Joseph Kishore*
Os tiroteios em massa nos Estados
Unidos no final de semana, segundo a manchete da edição de segunda-feira
do New York Times, abalaram “uma nação perplexa em seu âmago”. Os
massacres em El Paso, no Texas, e Dayton, em Ohio, “foram suficientes”,
continuou o Times, “para deixar o público atordoado e abalado”.
Não está claro como os editores
do Times puderam determinar, em poucas horas, o humor de 340 milhões
de pessoas. Pode haver, é claro, certo grau de confusão e perplexidade, como
sempre acontece em meio a eventos tão chocantes. Mas a “perplexidade” está
longe de ser a única resposta, e muito menos a dominante. Houve muitos assassinatos
em massa nas últimas duas décadas para que os cidadãos ficassem apenas
perplexos. Há muita raiva e indignação. As pessoas estão cansadas de ouvir os
políticos responderem a esses assassinatos em massa com os discursos de sempre.
Na noite de domingo, os participantes de uma vigília em Dayton gritavam para o
governador republicano de Ohio, Mike DeWine, “fazer alguma coisa!” em relação
aos assassinatos em massa.
Em qualquer caso, na medida em
que há “perplexidade” – isto é, confusão quanto às razões para essa enorme
quantidade de assassinatos –, o New York Times e o resto da mídia
fizeram tudo o que puderam para desorientar e enganar o público.

************

▸ **Instruções de trabalho**
#1 Liste, sem repetir nenhuma, todas as expressões que o texto sobre os tiroteios em massa coloca entre aspas.
#2 Retome o texto sobre os tiroteios em massa a partir da última frase apresentada.
As linhas que vêm em seguida não têm nenhum papel neste trabalho.

▸ **Linhas**
************

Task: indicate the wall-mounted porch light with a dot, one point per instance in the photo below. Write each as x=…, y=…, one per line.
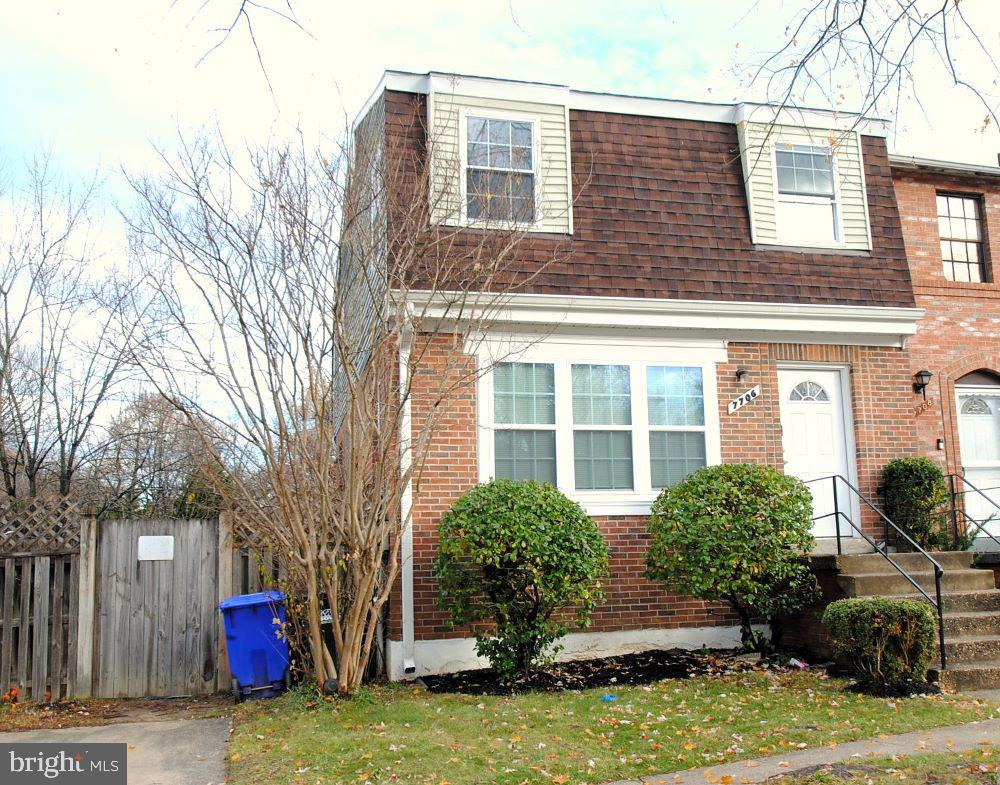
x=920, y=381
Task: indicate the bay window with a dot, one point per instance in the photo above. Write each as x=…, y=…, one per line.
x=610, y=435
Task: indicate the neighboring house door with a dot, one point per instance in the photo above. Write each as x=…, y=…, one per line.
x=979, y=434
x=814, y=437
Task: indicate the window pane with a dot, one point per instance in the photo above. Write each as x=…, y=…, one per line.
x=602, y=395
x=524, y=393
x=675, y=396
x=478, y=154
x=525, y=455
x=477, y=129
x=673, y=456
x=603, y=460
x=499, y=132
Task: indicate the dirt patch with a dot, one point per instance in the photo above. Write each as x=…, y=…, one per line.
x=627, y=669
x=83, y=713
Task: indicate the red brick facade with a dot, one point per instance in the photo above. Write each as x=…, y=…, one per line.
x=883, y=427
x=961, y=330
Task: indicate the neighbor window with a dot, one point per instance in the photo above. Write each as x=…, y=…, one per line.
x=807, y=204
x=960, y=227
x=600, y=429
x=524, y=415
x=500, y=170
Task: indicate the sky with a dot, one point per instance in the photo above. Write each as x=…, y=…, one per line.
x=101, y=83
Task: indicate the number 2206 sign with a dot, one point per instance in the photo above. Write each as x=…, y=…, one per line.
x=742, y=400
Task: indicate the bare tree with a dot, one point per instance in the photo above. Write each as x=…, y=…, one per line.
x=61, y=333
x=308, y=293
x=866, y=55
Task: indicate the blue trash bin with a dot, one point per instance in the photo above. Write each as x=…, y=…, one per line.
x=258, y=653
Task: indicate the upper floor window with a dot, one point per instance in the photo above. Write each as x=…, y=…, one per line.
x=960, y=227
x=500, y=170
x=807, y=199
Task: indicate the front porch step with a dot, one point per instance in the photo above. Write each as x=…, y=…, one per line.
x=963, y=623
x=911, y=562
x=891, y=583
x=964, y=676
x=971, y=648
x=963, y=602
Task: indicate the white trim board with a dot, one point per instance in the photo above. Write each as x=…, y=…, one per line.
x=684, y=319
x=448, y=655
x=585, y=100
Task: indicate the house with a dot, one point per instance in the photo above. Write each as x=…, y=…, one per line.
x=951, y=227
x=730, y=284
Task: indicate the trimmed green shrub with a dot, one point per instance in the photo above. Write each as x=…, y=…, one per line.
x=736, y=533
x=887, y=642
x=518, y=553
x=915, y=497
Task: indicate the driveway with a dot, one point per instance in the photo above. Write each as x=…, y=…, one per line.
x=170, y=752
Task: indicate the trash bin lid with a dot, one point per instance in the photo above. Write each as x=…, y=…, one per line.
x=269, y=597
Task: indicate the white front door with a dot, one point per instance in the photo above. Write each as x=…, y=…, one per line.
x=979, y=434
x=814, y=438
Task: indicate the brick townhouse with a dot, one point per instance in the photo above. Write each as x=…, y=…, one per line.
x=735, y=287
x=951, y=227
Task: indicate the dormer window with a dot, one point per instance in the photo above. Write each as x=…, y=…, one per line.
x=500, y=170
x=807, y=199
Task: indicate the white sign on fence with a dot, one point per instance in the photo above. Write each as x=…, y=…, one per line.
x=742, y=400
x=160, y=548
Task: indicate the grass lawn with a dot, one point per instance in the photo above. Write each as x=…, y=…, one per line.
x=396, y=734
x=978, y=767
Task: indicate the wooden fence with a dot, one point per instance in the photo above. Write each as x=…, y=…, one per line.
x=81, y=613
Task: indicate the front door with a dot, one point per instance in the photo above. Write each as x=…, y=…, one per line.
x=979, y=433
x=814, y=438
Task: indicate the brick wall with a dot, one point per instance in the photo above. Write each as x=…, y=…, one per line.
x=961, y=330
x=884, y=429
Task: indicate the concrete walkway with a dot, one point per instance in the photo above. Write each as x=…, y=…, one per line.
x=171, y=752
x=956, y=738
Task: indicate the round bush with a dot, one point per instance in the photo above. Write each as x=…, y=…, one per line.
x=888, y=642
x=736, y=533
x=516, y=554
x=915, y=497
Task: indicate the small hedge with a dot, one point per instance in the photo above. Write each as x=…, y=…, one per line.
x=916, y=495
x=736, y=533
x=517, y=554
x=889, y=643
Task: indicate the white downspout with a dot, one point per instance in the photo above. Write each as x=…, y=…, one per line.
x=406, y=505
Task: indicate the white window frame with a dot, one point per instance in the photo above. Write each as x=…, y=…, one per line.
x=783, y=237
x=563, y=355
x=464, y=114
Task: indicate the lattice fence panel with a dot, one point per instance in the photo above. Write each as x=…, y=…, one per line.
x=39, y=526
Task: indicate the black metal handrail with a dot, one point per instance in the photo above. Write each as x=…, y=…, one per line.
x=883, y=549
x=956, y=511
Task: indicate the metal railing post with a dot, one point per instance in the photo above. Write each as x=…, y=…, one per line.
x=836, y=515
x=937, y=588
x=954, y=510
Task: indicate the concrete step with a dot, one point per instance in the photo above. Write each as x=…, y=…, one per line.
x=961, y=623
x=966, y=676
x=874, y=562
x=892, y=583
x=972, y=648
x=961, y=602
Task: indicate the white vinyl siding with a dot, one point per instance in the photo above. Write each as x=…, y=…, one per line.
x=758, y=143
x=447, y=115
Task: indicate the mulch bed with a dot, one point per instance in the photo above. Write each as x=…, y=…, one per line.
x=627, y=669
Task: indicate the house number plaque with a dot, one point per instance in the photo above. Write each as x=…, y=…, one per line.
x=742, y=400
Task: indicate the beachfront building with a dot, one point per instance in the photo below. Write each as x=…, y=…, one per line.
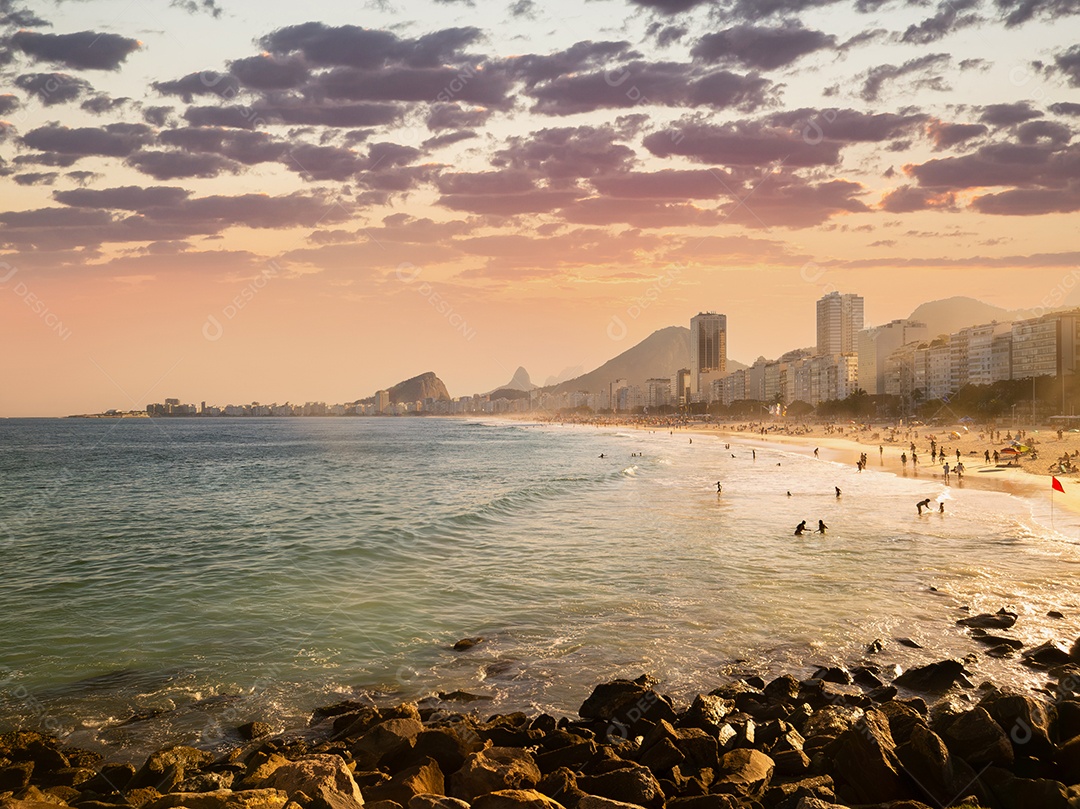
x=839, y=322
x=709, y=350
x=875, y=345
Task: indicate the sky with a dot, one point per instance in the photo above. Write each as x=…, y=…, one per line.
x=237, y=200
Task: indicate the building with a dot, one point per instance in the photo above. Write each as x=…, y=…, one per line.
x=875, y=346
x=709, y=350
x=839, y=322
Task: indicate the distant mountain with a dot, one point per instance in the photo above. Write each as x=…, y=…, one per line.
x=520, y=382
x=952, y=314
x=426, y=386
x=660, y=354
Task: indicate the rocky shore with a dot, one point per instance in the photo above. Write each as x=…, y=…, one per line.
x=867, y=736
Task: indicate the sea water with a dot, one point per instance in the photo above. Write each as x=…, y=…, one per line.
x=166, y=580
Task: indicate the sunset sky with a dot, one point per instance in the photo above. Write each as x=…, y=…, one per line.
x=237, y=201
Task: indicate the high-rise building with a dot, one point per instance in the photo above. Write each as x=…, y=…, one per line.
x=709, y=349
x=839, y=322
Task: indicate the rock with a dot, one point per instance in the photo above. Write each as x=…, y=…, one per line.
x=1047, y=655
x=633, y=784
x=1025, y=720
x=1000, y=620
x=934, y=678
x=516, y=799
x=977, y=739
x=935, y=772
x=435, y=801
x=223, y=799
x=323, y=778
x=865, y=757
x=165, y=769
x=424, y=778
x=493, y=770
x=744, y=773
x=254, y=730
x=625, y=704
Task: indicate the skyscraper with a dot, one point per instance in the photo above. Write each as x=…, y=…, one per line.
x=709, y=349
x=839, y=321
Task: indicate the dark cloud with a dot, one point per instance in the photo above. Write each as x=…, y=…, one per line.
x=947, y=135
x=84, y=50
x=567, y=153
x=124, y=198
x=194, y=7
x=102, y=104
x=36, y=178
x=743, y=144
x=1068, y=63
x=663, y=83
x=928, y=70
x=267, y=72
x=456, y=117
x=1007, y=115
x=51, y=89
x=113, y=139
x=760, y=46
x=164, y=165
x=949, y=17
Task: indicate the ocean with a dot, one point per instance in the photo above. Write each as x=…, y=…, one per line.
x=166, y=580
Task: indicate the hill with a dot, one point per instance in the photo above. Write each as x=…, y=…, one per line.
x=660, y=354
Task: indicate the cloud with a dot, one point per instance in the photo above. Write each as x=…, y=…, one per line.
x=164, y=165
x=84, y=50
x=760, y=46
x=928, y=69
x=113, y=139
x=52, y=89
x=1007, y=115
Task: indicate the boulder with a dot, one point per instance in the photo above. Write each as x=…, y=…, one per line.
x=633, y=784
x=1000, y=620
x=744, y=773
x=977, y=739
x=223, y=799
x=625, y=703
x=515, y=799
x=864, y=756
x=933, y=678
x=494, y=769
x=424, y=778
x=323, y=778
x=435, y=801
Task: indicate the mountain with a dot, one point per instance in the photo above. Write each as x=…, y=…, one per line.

************

▸ **Respostas às tarefas**
#1
- “uma nação perplexa em seu âmago”
- “foram suficientes”
- “para deixar o público atordoado e abalado”
- “perplexidade”
- “fazer alguma coisa!”

#2
Ao invés de realizar um exame
sério do ambiente social e político que levou ao ressurgimento da violência fascista,
o Times e os setores mais influentes da mídia capitalista afirmam que
a causa essencial dos assassinatos em massa encontra-se em um difundido e
orgânico racismo, que é um componente quase inato e impossível de se erradicar
da identidade “branca”.
Na manchete de seu principal
editorial de segunda-feira, o Times declarou: “Temos um problema
terrorista nacionalista branco”. O termo “nacionalista branco” ou “nacionalismo
branco” aparece 20 vezes em um editorial que exige uma campanha como aquela da
“guerra ao terror”. No entanto, há apenas uma referência passageira e acidental
ao fascismo e ao nazismo. Uma avaliação racialista da causa da
violência toma o lugar de uma explicação política.
A mesma edição do Times traz
um artigo de opinião de Melanye Price, autora de The Race Whisperer:
Barack Obama and the Political Uses of Race. Com o título “O racismo é problema
de todos”, Price escreveu que Trump “escolheu utilizar questões como imigração,
crime e o censo para fomentar os medos raciais entre os brancos”. As soluções
reais para essa situação “exigem uma discussão franca com as pessoas que
cometem racismo e que se beneficiam de políticas racistas”.
Aqueles que “se beneficiam” das
políticas racistas, segundo Price, são o que ela repetidamente chama de “pessoas
brancas”. Ela espera que os candidatos presidenciais discutam “como o
privilégio branco e o racismo moldaram tão profundamente esse país que alguns
brancos não podem sequer ver como se aproveitam dos benefícios racistas”. Isto
é, “pessoas brancas” são beneficiárias universais do “privilégio branco” e do
racismo, mesmo que elas se oponham ao racismo.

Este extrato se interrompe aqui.